__DOCUMENT SECTION__
For you as a healthcare professional, this risk is compounded by the LRBA requirement that loan repayments must always be funded from the SMSF itself. If a property is vacant for an extended period, or if interest rates rise materially, your SMSF must have sufficient liquid assets (cash, shares) to continue servicing the loan. A fund that's 90% concentrated in a single property with minimal cash reserves is in a structurally precarious position — particularly once pension-phase drawdown obligations begin.
The practical rule: after purchasing a property via LRBA, your SMSF should retain at least 6–12 months of loan repayments in liquid assets as a buffer. For doctors with high ongoing contribution rates, this buffer replenishes quickly. For those near retirement with limited contribution room, it requires careful pre-purchase modelling.
Key Takeaways
The tax advantage is substantial but phase-dependent. Rental income inside your SMSF is taxed at 15% during accumulation and 0% in pension phase, versus up to 47% in your personal name. The pension-phase CGT exemption (zero tax on property sale within the transfer balance cap) is the strategy's most powerful long-term benefit.
LRBAs are the only legal borrowing mechanism inside an SMSF. They require a bare trust structure, single-asset purchase, no improvement using borrowed funds, and loan repayments funded entirely from the SMSF. Structural errors invalidate the borrowing exemption and trigger compliance breaches.
Commercial property offers strategic advantages residential property cannot. If you own your practice, you can have your SMSF purchase the premises and lease it back to the practice at market rates — redirecting commercial rent into your retirement savings at a 15% tax rate.
Compliance costs and minimum balances are real constraints. A property-focused SMSF requires approximately $250,000+ to be cost-viable, with annual operating costs typically ranging from $4,000–$7,000+ for funds holding direct property under an LRBA.
Division 296 tax is a material emerging risk for senior specialists. From 1 July 2026, individual super balances above $3 million will attract an additional 15% tax on earnings attributable to the excess. High-earning specialists who are aggressive super contributors must model their projected TSB trajectory and plan accordingly.
Conclusion
For Australian healthcare professionals at the right career stage and wealth level, using an SMSF to hold investment property is one of the most tax-efficient wealth-building strategies available. The combination of a 15% accumulation-phase tax rate, a potential 0% pension-phase CGT rate, and the asset protection characteristics of the superannuation environment creates a compounding advantage that no other structure can replicate.

__MATERIAL PROVIDED__
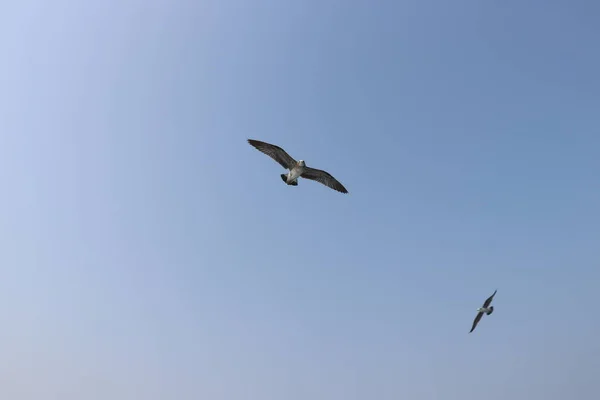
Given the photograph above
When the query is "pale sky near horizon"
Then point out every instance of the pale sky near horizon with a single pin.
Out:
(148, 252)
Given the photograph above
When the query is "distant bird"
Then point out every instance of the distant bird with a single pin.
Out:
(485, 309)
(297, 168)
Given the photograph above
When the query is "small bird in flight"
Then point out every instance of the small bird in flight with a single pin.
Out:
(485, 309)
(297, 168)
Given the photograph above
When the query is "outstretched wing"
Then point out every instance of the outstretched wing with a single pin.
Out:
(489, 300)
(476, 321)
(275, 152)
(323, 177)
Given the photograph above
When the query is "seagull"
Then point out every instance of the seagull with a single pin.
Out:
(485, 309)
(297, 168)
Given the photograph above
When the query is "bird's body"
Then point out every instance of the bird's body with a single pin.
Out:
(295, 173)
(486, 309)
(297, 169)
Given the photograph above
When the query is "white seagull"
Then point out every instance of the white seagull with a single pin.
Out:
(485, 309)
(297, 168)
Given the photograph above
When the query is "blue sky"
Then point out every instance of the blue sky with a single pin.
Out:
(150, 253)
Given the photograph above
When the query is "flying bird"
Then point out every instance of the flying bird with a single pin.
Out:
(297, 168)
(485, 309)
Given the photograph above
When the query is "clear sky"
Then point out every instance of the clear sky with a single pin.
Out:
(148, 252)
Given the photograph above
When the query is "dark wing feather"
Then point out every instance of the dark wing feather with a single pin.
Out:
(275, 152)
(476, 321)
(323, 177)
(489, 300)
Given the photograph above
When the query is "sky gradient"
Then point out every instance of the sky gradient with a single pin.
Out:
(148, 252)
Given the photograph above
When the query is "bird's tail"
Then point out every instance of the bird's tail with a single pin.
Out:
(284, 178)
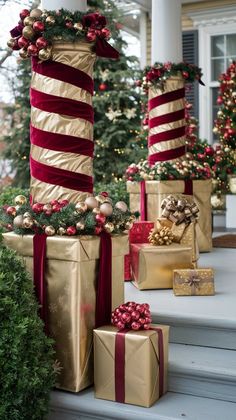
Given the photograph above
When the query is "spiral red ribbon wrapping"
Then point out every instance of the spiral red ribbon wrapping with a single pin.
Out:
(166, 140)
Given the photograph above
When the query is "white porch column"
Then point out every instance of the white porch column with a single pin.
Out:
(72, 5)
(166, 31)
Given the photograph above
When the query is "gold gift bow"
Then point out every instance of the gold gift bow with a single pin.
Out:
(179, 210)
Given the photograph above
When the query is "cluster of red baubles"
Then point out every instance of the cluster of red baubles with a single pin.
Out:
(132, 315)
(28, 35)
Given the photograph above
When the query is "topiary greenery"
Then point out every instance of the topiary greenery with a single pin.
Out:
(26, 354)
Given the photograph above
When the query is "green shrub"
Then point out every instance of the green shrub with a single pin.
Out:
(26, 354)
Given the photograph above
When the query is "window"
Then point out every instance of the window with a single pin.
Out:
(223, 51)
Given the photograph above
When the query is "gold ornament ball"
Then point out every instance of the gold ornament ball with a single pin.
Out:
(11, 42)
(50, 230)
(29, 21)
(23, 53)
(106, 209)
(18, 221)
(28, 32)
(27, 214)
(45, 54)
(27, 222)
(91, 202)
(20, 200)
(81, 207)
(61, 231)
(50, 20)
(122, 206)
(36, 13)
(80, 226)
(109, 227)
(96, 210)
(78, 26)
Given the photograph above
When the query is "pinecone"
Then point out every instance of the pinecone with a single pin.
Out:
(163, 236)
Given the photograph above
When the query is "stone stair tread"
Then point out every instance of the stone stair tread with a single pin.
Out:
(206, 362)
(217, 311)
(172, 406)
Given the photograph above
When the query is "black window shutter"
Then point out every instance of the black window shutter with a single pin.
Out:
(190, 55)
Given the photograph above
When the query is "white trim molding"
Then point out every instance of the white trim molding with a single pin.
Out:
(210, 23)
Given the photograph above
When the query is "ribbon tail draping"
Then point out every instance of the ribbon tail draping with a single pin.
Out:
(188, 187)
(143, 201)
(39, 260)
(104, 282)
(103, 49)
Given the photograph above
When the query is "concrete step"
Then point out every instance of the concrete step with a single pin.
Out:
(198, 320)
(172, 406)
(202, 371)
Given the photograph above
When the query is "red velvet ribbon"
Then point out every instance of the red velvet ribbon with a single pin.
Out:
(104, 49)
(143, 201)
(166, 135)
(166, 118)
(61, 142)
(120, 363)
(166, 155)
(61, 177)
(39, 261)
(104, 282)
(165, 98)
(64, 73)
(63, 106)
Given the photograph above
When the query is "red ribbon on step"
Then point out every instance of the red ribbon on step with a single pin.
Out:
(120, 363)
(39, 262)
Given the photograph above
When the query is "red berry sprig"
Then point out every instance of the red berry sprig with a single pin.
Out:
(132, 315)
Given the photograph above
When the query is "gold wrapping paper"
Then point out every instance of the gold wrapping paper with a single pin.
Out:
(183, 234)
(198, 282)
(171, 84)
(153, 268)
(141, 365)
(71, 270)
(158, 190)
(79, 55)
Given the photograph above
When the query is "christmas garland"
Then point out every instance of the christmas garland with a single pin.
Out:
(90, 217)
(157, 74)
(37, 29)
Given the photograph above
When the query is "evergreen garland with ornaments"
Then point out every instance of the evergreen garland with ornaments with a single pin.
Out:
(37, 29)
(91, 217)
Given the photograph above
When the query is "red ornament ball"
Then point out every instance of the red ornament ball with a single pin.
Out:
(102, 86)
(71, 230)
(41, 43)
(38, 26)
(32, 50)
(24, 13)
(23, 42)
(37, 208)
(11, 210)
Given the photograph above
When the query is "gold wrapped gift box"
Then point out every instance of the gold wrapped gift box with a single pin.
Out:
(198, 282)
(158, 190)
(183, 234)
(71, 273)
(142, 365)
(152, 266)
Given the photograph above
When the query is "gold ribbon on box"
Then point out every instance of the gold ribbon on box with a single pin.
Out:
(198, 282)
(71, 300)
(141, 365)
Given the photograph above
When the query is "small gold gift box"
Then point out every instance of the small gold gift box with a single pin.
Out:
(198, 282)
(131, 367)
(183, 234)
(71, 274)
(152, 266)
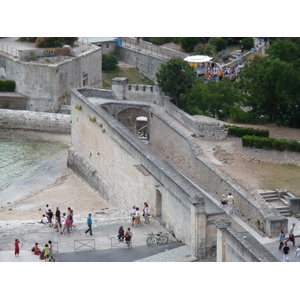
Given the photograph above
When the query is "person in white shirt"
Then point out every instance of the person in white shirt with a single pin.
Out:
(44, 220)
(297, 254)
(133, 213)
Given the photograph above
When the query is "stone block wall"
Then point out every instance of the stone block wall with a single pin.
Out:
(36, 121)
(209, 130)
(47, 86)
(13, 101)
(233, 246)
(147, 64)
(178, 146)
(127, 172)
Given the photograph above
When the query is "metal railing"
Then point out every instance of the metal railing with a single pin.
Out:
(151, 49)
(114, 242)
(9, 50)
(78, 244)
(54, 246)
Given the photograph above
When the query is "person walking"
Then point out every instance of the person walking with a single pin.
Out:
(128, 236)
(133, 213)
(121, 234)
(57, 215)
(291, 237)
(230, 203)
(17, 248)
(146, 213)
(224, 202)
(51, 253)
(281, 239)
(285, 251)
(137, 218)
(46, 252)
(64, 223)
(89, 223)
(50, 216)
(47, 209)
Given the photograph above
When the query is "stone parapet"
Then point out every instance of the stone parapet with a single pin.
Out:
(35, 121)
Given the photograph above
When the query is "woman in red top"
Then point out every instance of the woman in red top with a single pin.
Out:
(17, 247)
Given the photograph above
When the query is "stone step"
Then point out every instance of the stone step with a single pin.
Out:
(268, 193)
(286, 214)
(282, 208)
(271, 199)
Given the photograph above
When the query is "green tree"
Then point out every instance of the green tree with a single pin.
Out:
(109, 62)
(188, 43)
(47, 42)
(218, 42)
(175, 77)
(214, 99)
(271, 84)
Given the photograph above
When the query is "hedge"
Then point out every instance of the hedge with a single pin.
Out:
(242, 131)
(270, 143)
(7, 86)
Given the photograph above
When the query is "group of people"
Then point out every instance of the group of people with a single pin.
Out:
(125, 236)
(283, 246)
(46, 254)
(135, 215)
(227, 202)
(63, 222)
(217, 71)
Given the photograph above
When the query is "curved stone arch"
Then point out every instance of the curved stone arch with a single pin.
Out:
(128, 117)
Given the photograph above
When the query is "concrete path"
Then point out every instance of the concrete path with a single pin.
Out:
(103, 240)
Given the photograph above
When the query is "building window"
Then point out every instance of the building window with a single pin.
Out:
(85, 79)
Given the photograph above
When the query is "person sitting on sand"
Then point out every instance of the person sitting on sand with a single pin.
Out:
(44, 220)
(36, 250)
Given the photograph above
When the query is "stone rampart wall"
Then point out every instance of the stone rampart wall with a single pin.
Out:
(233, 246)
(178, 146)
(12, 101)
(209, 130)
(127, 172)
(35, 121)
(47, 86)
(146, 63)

__TASK BRIEF__
In the text on SMSF property investment, how many months of loan repayments should an SMSF keep in liquid assets after buying a property through an LRBA?

__EXERCISE OUTPUT__
At least 6–12 months.